• _TASK REQUIREMENTS_
Word for word, give the listing below again.

• _INFORMATION_
= Beginning of Section =
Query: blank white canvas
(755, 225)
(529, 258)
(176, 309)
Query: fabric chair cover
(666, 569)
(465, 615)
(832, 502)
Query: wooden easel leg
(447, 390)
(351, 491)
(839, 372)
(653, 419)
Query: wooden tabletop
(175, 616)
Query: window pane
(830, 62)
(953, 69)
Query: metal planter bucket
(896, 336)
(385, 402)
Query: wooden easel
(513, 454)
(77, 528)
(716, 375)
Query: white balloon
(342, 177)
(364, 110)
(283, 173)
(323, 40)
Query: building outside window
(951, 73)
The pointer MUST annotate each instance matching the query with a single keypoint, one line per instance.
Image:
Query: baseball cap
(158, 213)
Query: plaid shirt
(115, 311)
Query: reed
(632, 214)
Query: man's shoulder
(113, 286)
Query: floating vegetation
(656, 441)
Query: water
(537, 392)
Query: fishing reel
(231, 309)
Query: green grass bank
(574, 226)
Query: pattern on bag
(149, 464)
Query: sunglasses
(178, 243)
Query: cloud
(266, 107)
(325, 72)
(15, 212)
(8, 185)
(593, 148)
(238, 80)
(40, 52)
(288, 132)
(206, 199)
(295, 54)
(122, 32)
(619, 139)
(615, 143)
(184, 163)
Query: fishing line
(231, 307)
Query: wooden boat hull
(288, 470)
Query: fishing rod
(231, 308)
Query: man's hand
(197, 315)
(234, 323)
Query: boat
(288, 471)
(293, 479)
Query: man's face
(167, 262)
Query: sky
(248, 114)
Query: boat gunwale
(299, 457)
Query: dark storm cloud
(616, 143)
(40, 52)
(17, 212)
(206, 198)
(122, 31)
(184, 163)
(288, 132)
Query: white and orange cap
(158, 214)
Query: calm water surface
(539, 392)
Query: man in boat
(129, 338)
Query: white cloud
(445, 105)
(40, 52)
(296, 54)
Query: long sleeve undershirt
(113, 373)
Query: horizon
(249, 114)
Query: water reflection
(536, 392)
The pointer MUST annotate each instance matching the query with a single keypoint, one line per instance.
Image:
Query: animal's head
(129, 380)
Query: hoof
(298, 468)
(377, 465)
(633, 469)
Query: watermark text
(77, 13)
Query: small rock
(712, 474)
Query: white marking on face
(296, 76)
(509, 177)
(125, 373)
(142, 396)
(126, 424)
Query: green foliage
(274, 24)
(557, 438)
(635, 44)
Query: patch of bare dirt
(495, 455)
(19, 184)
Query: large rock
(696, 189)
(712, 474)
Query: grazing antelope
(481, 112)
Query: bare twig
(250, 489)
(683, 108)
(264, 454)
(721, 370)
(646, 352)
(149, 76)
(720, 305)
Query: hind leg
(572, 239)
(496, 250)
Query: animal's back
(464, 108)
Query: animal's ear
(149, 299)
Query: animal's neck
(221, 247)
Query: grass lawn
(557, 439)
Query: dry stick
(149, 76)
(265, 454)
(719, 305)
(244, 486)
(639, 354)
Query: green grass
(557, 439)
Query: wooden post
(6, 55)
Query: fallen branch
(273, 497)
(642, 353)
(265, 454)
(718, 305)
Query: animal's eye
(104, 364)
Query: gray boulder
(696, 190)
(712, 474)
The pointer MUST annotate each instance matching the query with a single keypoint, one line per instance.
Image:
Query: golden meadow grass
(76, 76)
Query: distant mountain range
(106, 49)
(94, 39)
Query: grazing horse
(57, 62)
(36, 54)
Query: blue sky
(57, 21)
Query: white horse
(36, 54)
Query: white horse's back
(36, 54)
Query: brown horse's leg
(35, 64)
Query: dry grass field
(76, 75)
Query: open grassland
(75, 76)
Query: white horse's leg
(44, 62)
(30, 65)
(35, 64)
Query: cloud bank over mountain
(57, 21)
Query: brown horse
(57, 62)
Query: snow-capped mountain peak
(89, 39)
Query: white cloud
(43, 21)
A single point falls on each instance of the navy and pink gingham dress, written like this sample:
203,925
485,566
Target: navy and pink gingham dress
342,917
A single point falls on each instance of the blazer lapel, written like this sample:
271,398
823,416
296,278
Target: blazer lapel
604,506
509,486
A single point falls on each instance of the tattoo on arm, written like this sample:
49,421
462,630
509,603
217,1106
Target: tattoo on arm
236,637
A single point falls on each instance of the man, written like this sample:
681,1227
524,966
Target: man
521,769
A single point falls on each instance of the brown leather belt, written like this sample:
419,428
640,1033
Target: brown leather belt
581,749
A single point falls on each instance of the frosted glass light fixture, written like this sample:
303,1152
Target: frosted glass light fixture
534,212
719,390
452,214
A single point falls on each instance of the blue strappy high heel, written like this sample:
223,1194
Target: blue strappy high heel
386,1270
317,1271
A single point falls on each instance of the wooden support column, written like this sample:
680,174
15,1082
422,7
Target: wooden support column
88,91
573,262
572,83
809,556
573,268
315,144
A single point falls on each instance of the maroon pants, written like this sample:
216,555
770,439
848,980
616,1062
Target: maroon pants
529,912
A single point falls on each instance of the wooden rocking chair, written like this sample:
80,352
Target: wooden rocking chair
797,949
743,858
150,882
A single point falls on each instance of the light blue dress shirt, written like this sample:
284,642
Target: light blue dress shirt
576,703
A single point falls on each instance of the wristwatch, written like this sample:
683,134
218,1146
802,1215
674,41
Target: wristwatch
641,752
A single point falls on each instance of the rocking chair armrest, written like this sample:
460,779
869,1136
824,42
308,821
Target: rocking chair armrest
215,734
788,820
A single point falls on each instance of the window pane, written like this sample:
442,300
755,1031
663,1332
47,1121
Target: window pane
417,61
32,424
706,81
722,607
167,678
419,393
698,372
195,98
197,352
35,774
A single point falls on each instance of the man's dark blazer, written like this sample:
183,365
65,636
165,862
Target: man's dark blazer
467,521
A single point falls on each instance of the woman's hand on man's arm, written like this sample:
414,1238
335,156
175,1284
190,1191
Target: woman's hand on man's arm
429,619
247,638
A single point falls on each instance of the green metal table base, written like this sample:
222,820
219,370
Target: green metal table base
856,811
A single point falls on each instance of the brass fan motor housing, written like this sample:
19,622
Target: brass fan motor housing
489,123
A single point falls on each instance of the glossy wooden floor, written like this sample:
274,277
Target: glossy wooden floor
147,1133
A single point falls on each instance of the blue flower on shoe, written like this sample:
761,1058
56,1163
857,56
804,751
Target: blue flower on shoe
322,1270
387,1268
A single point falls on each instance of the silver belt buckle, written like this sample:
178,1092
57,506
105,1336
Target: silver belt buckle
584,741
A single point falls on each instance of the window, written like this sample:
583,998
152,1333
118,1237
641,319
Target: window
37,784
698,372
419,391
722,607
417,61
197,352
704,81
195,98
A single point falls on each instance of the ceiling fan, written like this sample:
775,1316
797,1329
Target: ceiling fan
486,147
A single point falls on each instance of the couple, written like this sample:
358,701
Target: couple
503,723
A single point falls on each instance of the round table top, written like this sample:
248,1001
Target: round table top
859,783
= End of Section =
• _EXERCISE RESPONSE_
Query: blank white canvas
(755, 225)
(529, 258)
(176, 309)
Query: fabric chair cover
(666, 569)
(465, 615)
(832, 502)
Query: wooden easel leg
(447, 390)
(351, 491)
(839, 372)
(653, 419)
Query: wooden tabletop
(175, 616)
Query: window pane
(830, 62)
(953, 69)
Query: metal planter bucket
(896, 336)
(385, 402)
Query: wooden easel
(513, 454)
(77, 528)
(716, 375)
Query: white balloon
(342, 177)
(364, 110)
(283, 173)
(323, 40)
Query: building outside window
(951, 73)
The pointer MUST annotate each instance matching the query with a single keypoint, one line per instance.
Image:
Query: baseball cap
(158, 213)
Query: plaid shirt
(115, 311)
Query: reed
(632, 214)
Query: man's shoulder
(113, 286)
Query: floating vegetation
(656, 441)
Query: water
(537, 392)
Query: fishing reel
(231, 309)
Query: green grass bank
(574, 226)
Query: pattern on bag
(149, 464)
Query: sunglasses
(178, 243)
Query: cloud
(266, 107)
(325, 72)
(15, 212)
(8, 185)
(593, 148)
(238, 80)
(40, 52)
(288, 132)
(206, 199)
(295, 54)
(122, 32)
(619, 139)
(615, 143)
(184, 163)
Query: fishing line
(231, 307)
Query: wooden boat hull
(288, 470)
Query: fishing rod
(231, 308)
Query: man's hand
(197, 315)
(234, 323)
Query: boat
(288, 471)
(293, 479)
Query: man's face
(167, 262)
Query: sky
(248, 114)
Query: boat gunwale
(299, 457)
Query: dark storm cloud
(616, 143)
(40, 52)
(17, 212)
(206, 198)
(122, 31)
(184, 163)
(288, 132)
Query: white and orange cap
(158, 214)
Query: calm water surface
(539, 392)
Query: man in boat
(129, 338)
Query: white cloud
(445, 105)
(40, 52)
(296, 54)
Query: long sleeve undershirt
(113, 373)
Query: horizon
(249, 114)
Query: water reflection
(536, 392)
The pointer MUST annotate each instance matching the query with a single keypoint, one line per instance.
Image:
Query: animal's head
(129, 380)
Query: hoof
(298, 468)
(377, 465)
(633, 469)
Query: watermark text
(77, 13)
Query: small rock
(712, 474)
Query: white marking on face
(296, 76)
(509, 177)
(125, 373)
(142, 396)
(126, 424)
Query: green foliage
(274, 24)
(557, 438)
(635, 44)
Query: patch of bare dirt
(495, 455)
(19, 184)
Query: large rock
(696, 189)
(712, 474)
Query: grazing antelope
(481, 112)
Query: bare twig
(250, 489)
(683, 108)
(264, 454)
(721, 370)
(646, 352)
(149, 76)
(720, 305)
Query: hind leg
(572, 239)
(496, 250)
Query: animal's back
(464, 108)
Query: animal's ear
(149, 299)
Query: animal's neck
(221, 247)
Query: grass lawn
(557, 439)
Query: dry stick
(149, 76)
(265, 454)
(719, 305)
(244, 486)
(639, 354)
Query: green grass
(557, 439)
Query: wooden post
(6, 55)
Query: fallen branch
(273, 497)
(642, 353)
(265, 454)
(718, 305)
Query: animal's eye
(104, 364)
Query: gray boulder
(696, 190)
(712, 474)
The pointer MUST annotate each instance matching the query with a single keypoint, one line per instance.
Image:
Query: golden meadow grass
(76, 76)
Query: distant mountain range
(106, 49)
(94, 39)
Query: grazing horse
(57, 62)
(36, 54)
Query: blue sky
(57, 21)
Query: white horse
(36, 54)
Query: white horse's back
(36, 54)
Query: brown horse's leg
(35, 64)
Query: dry grass field
(76, 75)
Query: open grassland
(75, 76)
Query: white horse's leg
(44, 62)
(30, 65)
(35, 64)
Query: cloud bank over mountain
(57, 21)
Query: brown horse
(57, 62)
Query: snow-capped mountain peak
(89, 39)
Query: white cloud
(43, 21)
A single point falls on each instance of the navy and pink gingham dress, written like this sample:
203,925
485,566
Target: navy and pink gingham dress
342,917
A single point falls on each instance of the blazer lapel, written like this sample:
271,398
823,416
296,278
Target: blazer lapel
604,506
509,486
A single point falls on each instance of the tattoo on arm, written like this sample:
49,421
462,630
509,603
217,1106
Target: tattoo on arm
236,637
A single point falls on each instance of the man, written like this sample:
681,1227
524,966
Target: man
521,769
A single point falls on each instance of the brown leather belt, written like this sample:
419,428
640,1033
Target: brown leather belt
581,749
A single point falls on each instance of the frosted glass light fixture, written like this sample:
303,1152
Target: frosted glass light fixture
534,212
719,390
452,214
A single point falls on each instance of the blue strappy high heel, written like this sample:
223,1194
Target: blue strappy high heel
386,1270
317,1271
A single point falls on each instance of the wooden support column, written like this sample:
680,174
15,1082
422,7
Target: wooden support column
88,91
573,262
572,83
809,556
573,268
315,144
A single point falls on each instance of the maroon pants, written like this sample:
216,555
770,439
848,980
616,1062
Target: maroon pants
529,912
A single point falls on each instance of the wooden rocking chair, written like this sample:
80,352
Target: wooden rocking chair
797,949
743,858
150,882
A single point falls on each instance of the light blue dress shirt, written like this sample:
284,642
Target: light blue dress shirt
576,703
A single point falls on each instance of the wristwatch, written like this sample:
683,134
218,1146
802,1215
674,41
Target: wristwatch
641,752
A single point falls on each instance of the rocking chair armrest, written like this sample:
460,779
869,1136
824,42
308,821
Target: rocking chair armrest
215,734
788,820
A single point falls on each instance of the window pane, written like this sample:
442,300
755,1031
663,1332
47,1121
Target: window pane
417,61
32,424
706,81
722,607
167,678
419,393
698,372
195,98
197,352
35,774
A single point falls on each instance of the man's dark blazer, written like this sample:
183,365
65,636
165,862
Target: man's dark blazer
467,521
A single point falls on each instance of the woman's hand on man's arm, written like this sample:
414,1238
335,156
175,1284
190,1191
Target: woman's hand on man's arm
429,619
247,638
A single point falls on each instance of the green metal table base, written like this sample:
222,820
219,370
Target: green metal table base
856,811
A single point falls on each instance of the brass fan motor housing, written like this sample:
19,622
Target: brass fan motor housing
489,123
A single point falls on each instance of the glossy wooden floor, written like this sample:
274,277
Target: glossy wooden floor
147,1133
A single point falls on each instance of the blue flower on shoe, written like this sample:
761,1058
56,1163
857,56
804,751
Target: blue flower on shoe
322,1270
387,1268
A single point falls on each instance of the silver belt buckle, written like this sample:
178,1092
57,506
105,1336
Target: silver belt buckle
584,741
A single point falls on each instance of the window, written like this sample:
583,998
152,1333
118,1237
641,319
Target: window
37,784
698,372
419,391
722,607
417,61
197,352
704,81
195,98
A single point falls on each instance of the ceiling fan, written like this sample:
775,1316
797,1329
Target: ceiling fan
486,147
A single point falls on each instance of the couple, written like this sample:
358,701
Target: couple
503,723
A single point falls on each instance of the round table top, written like this sample:
248,1001
Target: round table top
859,783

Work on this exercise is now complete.